Convertissez toutes les lignes des enregistrements ci-dessous en une liste numérotée, en omettant les lignes vides.

Enregistrements issus d'une collecte de données:

────────────────

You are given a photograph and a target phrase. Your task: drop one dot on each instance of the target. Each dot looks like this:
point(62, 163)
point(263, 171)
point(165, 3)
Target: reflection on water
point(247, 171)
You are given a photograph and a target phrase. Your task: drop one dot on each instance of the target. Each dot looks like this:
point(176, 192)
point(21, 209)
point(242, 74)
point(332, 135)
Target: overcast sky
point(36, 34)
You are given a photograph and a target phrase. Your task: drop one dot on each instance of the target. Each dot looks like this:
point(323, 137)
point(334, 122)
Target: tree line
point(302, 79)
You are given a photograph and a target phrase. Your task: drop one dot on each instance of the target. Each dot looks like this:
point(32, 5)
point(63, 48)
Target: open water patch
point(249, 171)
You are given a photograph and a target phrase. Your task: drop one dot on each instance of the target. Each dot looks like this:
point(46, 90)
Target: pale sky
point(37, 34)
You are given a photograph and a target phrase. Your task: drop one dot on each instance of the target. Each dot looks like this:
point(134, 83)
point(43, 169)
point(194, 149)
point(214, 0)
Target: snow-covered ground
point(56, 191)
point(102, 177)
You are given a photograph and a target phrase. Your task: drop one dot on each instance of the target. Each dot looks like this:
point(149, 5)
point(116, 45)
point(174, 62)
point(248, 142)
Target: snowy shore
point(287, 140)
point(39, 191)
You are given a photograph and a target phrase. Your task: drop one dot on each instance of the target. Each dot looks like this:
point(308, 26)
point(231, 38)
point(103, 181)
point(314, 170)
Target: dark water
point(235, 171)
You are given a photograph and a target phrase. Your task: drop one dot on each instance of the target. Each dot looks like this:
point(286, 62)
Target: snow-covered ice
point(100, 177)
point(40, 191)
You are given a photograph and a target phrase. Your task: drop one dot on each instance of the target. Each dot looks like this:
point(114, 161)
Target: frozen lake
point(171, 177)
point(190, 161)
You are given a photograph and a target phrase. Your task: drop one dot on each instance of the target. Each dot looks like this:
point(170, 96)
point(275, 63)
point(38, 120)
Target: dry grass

────────────────

◆ Résultat final
1. You are given a photograph and a target phrase. Your task: drop one dot on each instance of the target. Each dot looks like this:
2. point(62, 163)
3. point(263, 171)
4. point(165, 3)
5. Target: reflection on water
6. point(247, 171)
7. You are given a photograph and a target phrase. Your task: drop one dot on each instance of the target. Each dot looks like this:
8. point(176, 192)
9. point(21, 209)
10. point(242, 74)
11. point(332, 135)
12. Target: overcast sky
13. point(36, 34)
14. You are given a photograph and a target phrase. Your task: drop one dot on each instance of the target. Each dot looks like this:
15. point(323, 137)
16. point(334, 122)
17. Target: tree line
18. point(302, 79)
19. You are given a photograph and a target phrase. Your task: drop one dot on each instance of the target. Each dot looks like this:
20. point(32, 5)
21. point(63, 48)
22. Target: open water patch
23. point(249, 171)
24. You are given a photograph and a target phrase. Your task: drop one dot on each instance of the target. Each dot looks like this:
25. point(46, 90)
26. Target: pale sky
27. point(37, 34)
28. You are given a photograph and a target phrase. Your task: drop one dot on each instance of the target. Each dot looks like this:
29. point(134, 83)
30. point(43, 169)
31. point(194, 149)
32. point(214, 0)
33. Target: snow-covered ground
34. point(56, 191)
35. point(102, 177)
36. You are given a photograph and a target phrase. Your task: drop one dot on each instance of the target. Each dot looks like this:
37. point(149, 5)
38. point(116, 45)
39. point(174, 62)
40. point(248, 142)
41. Target: snowy shore
42. point(287, 140)
43. point(39, 191)
44. You are given a photograph and a target phrase. Your task: drop one dot on each instance of the target. Each dot looks like this:
45. point(308, 26)
46. point(231, 38)
47. point(103, 181)
48. point(314, 170)
49. Target: dark water
50. point(235, 171)
51. You are given a photograph and a target phrase. Your task: drop one dot on each instance of the target. Each dot looks like this:
52. point(286, 62)
53. Target: snow-covered ice
54. point(100, 177)
55. point(40, 191)
56. You are given a photograph and a target phrase. Your task: drop one dot on each instance of the target. Each dot looks like this:
57. point(114, 161)
58. Target: frozen lake
59. point(171, 177)
60. point(190, 161)
61. You are given a photograph and a target phrase. Your task: drop one dot on each instance of the target. Each dot looks like this:
62. point(170, 96)
63. point(275, 63)
64. point(38, 120)
65. Target: dry grass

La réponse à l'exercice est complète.